-- Start of SELECTED EXCERPT --

Joseph Carl Shaw (March 31, 1955 – January 11, 1985) was an American convicted murderer who was the first person to be executed by the state of South Carolina after the U.S. Supreme Court reauthorized the use of capital punishment by the states in 1976. Shaw was executed for the 1977 murders of three people in Richland County, South Carolina. One of his accomplices, James Terry Roach, was also sentenced to death, and was executed in 1986.

Early life
Joseph Carl Shaw was born to Mary and Melvin Shaw in Louisville, Kentucky and grew up in the suburb of Jeffersontown. He attended St. Edwards Catholic Middle School, and played on the football team. Shaw also regularly attended church and became an altar boy. After leaving St. Edwards he moved on to Jeffersontown High School, but dropped out before graduating.

-- End of SELECTED EXCERPT --
-- Start of DATA LINES --

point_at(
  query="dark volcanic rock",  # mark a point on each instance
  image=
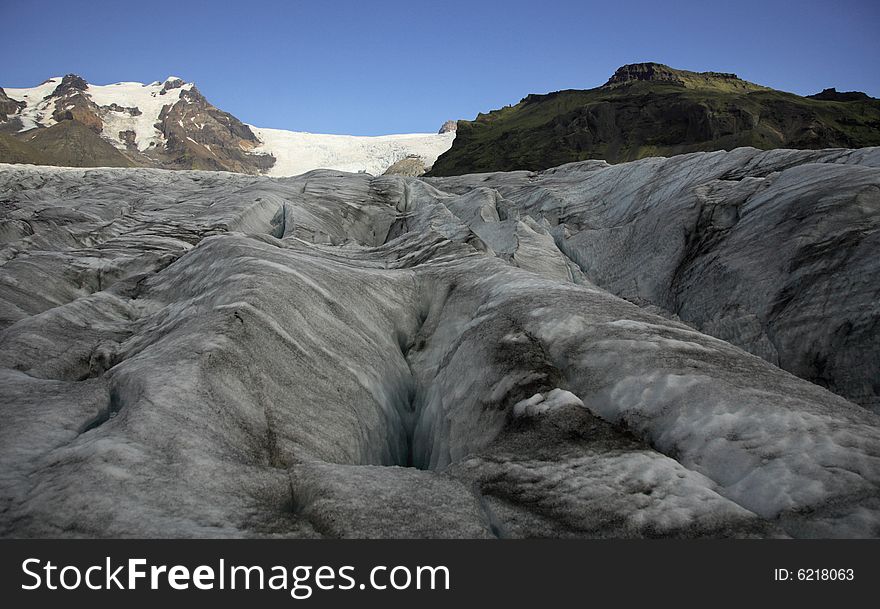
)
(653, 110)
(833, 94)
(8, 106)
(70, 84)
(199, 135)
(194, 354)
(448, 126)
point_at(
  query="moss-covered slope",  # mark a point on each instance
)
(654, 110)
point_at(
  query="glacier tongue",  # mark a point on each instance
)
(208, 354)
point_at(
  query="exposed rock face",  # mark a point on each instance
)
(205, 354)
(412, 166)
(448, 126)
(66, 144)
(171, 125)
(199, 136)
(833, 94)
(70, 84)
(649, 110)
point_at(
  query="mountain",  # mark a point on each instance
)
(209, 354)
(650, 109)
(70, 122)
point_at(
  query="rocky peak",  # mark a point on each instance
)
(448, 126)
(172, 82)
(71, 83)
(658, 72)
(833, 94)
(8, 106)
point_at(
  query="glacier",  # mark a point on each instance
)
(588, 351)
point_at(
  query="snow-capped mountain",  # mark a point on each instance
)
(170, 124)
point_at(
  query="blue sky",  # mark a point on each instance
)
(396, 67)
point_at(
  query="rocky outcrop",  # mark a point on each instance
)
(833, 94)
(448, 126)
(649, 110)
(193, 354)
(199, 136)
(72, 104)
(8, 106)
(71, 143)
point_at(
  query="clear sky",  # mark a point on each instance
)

-- End of DATA LINES --
-- Start of DATA LINES --

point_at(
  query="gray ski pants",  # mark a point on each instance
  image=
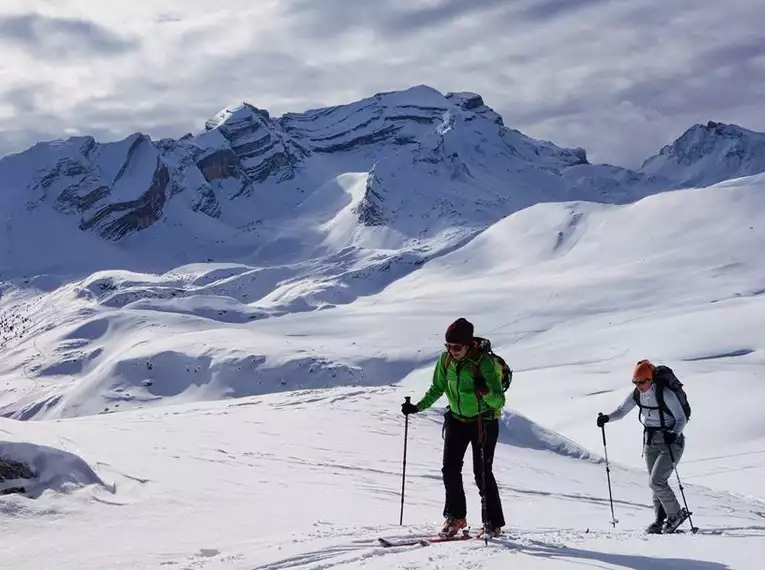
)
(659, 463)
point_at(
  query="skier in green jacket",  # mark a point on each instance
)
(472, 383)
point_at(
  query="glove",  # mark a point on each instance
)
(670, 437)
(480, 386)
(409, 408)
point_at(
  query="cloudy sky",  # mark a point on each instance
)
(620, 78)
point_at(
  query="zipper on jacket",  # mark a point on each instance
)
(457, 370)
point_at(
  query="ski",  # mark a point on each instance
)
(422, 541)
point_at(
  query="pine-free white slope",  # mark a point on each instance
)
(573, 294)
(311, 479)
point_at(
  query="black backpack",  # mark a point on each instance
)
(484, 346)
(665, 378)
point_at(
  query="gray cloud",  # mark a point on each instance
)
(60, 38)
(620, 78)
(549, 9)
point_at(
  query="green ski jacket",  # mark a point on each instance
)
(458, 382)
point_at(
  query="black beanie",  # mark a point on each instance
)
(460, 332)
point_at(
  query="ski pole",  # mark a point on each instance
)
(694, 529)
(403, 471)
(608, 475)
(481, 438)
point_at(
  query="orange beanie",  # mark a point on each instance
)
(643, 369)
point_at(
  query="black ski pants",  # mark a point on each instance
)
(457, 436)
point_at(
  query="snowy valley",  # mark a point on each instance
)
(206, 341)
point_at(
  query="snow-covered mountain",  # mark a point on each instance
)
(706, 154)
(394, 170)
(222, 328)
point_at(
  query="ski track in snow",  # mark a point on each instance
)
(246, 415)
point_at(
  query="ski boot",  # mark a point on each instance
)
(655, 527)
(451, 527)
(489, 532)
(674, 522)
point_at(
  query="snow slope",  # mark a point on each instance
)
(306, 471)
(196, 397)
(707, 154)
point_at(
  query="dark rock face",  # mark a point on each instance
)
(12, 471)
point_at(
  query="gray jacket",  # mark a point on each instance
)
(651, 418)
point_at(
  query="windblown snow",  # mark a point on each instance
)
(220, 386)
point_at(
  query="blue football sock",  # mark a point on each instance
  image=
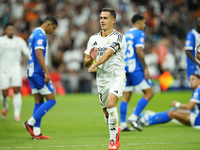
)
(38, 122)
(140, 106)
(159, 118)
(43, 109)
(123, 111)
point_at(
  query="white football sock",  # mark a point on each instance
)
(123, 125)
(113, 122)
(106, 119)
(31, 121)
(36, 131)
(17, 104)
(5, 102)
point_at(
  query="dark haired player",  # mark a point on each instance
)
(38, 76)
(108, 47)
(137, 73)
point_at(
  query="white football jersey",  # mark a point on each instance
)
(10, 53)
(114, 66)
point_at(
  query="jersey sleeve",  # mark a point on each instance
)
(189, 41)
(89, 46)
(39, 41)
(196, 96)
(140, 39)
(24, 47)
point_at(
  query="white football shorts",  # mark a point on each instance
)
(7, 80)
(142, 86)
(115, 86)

-- End of DATA LINES --
-- Start of DATA LINES --

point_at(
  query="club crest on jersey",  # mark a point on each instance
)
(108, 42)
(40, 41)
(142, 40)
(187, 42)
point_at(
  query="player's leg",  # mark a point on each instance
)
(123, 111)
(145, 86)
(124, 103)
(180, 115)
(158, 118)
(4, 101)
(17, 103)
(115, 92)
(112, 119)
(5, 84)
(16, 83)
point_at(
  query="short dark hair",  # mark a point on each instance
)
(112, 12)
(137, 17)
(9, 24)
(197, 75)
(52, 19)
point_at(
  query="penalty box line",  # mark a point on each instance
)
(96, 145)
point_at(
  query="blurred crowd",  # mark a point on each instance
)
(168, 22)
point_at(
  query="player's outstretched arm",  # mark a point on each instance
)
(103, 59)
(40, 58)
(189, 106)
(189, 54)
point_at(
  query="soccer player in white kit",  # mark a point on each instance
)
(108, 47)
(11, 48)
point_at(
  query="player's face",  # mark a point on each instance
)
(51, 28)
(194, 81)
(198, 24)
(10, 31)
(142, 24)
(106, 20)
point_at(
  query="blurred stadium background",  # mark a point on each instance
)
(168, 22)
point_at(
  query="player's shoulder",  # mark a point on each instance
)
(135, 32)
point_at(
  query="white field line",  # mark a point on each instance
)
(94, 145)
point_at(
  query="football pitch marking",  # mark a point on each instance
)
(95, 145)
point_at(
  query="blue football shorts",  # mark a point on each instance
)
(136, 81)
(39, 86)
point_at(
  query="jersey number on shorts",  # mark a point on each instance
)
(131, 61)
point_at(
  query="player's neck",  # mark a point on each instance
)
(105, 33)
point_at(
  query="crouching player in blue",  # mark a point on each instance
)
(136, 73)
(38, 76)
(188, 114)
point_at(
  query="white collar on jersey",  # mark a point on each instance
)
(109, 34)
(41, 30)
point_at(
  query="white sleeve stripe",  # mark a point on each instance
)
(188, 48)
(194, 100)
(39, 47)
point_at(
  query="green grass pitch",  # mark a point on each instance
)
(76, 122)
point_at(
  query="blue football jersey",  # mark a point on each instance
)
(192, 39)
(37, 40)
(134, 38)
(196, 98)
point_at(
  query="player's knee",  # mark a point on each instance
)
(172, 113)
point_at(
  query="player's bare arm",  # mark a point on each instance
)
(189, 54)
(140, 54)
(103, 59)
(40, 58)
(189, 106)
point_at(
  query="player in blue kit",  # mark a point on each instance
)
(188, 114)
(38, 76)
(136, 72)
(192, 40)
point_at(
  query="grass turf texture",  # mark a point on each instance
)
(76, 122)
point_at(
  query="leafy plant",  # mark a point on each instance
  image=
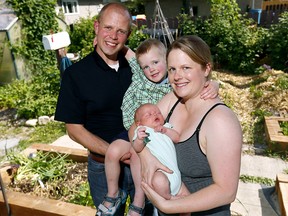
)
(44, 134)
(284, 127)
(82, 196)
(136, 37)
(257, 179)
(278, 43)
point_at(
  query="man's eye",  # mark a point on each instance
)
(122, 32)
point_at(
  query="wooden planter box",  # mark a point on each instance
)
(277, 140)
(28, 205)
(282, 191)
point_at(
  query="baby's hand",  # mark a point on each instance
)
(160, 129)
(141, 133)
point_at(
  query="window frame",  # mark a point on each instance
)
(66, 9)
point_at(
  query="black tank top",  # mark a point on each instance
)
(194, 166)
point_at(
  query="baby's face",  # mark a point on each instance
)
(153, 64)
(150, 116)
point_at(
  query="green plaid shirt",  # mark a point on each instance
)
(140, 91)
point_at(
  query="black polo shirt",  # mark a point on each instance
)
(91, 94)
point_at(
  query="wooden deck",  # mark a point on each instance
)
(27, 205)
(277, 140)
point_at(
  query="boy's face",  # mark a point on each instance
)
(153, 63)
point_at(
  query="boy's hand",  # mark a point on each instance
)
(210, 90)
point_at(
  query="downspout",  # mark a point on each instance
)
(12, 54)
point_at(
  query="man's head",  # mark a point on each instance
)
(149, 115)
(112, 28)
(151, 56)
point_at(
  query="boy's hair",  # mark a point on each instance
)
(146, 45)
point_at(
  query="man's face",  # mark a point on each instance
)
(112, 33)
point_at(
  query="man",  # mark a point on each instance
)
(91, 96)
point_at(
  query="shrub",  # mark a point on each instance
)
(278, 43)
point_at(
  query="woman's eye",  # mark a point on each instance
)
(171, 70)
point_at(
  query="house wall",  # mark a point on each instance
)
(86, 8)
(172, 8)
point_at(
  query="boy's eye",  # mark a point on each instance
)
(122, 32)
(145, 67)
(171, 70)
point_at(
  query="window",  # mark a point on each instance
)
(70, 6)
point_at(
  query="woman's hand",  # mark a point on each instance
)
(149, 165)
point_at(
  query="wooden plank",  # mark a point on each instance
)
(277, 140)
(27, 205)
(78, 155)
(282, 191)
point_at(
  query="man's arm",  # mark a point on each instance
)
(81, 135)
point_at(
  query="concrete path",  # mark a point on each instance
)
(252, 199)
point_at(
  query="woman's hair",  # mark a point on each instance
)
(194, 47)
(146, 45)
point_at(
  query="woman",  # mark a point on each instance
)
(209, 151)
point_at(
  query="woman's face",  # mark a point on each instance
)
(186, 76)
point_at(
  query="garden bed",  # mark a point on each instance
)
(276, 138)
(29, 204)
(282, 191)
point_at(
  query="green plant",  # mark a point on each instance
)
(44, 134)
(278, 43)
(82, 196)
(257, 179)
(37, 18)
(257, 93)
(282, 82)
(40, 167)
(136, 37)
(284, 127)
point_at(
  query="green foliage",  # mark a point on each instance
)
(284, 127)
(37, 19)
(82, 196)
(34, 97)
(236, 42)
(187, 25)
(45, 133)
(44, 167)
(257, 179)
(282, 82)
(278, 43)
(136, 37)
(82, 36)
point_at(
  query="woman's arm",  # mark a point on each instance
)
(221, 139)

-- End of DATA LINES --

- TASK REQUIREMENTS -
1: Reproduce the biographical passage on Joseph Carl Shaw in full, with every word and all punctuation unchanged.
2: Identify each line of the records that contains the string "football", and copy those lines. Matching is case-sensitive.

- RESULTS IN ORDER -
1:
Joseph Carl Shaw (March 31, 1955 – January 11, 1985) was an American convicted murderer who was the first person to be executed by the state of South Carolina after the U.S. Supreme Court reauthorized the use of capital punishment by the states in 1976. Shaw was executed for the 1977 murders of three people in Richland County, South Carolina. One of his accomplices, James Terry Roach, was also sentenced to death, and was executed in 1986.

Early life
Joseph Carl Shaw was born to Mary and Melvin Shaw in Louisville, Kentucky and grew up in the suburb of Jeffersontown. He attended St. Edwards Catholic Middle School, and played on the football team. Shaw also regularly attended church and became an altar boy. After leaving St. Edwards he moved on to Jeffersontown High School, but dropped out before graduating.

2:
  query="blue football sock",  # mark a point on each instance
  query="white football sock",  # mark a point on each instance
  query="white football jersey",  # mark a point on each instance
  query="white football shorts",  # mark a point on each instance
  query="football pitch marking",  # mark a point on each instance
  query="blue football shorts",  # mark a point on each instance
  query="blue football jersey",  # mark a point on each instance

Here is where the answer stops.